(Document section)

October 30, 2006

Demonic Posession or Normal Toddler Behavior?

Here are the things I know are true:
1) Anna is a very sweet and loving girl, with a wide grasp of understanding for certain things (books, songs, phrases). She has giggle fits that would charm the stars from the sky, and she has the ability to be deeply concerned about small harms (For example, asking her tamborine in a sad voice after she's thrown it, "Oh, you okay? You sad? Did you bonk the head? Oh, poor toy.")

2) I am a good mother. I work with her, every day, to get through the bad spots. I don't raise my voice all the time, I negotiate, I explain, I sympathize and I comfort. I know she's frustrated, I know she's not being malicious. I do the best I can, every day, every moment, so when I crack, while it makes me feel AWFUL, I know that it's just a part of the process and it's time to get back up after my cry and start again. Being a parent is an ACTIVE job, you can't just sit there and think it'll all be fine. It's draining and emotionally wearing and, (oh, I hope!!), worth it in the end.

3) After she has huge blow up and I have a huge blow up, she's usually better for the day, like steam releasing pressure.

(End Document section)

_Work order_
In the post about toddler behavior, what is Anna usually like after she and the writer have each had a huge blow up?

(Given entries)

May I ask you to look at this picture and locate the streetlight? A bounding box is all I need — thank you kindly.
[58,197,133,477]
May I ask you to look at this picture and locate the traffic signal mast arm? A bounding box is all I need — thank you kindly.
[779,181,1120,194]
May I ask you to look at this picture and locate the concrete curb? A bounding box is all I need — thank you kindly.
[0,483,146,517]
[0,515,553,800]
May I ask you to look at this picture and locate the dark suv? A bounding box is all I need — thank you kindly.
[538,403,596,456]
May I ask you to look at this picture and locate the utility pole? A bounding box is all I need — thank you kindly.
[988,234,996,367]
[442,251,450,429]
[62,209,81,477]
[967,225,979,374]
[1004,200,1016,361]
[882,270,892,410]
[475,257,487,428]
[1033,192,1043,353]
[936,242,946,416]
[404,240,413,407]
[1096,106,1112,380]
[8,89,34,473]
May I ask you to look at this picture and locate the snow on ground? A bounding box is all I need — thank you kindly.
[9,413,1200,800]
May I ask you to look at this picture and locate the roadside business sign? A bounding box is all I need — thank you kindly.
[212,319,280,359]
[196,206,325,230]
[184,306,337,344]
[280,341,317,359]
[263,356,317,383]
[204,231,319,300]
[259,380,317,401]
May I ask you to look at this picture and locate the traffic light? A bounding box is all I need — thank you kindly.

(End Given entries)

_Answer box_
She is usually better for the day, like steam releasing pressure.